--- Start of PROVIDED MATERIAL ---
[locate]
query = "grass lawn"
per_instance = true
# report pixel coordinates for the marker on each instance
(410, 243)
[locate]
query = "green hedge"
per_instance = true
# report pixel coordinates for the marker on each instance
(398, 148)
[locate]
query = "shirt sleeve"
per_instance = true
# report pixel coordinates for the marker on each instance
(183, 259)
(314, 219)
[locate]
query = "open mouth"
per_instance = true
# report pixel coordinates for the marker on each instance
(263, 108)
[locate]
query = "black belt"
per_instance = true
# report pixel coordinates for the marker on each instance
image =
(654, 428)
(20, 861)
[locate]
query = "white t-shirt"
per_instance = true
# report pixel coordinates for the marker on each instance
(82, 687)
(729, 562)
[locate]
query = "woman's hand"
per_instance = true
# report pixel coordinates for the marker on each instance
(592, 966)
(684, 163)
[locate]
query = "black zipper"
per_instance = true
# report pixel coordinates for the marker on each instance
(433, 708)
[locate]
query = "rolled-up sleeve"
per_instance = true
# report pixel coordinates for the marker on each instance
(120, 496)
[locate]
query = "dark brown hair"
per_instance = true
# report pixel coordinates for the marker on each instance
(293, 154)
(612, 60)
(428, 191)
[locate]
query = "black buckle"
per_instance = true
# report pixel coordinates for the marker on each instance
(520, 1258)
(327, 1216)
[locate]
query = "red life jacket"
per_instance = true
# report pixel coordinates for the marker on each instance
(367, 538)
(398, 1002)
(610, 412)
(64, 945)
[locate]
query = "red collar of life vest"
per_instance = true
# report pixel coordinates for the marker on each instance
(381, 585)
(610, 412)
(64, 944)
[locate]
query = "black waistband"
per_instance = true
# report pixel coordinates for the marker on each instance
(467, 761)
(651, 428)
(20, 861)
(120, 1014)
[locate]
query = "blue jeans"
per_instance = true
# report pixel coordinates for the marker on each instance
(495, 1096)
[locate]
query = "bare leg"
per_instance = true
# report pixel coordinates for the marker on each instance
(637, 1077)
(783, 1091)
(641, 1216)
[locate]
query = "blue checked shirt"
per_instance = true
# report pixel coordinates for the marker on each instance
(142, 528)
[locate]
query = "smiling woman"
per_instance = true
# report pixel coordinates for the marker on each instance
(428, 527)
--- End of PROVIDED MATERIAL ---
*SHORT TASK:* How many lines of the listing above contain the word "life"? Reply with the number alone.

*FULL OUTPUT:* 2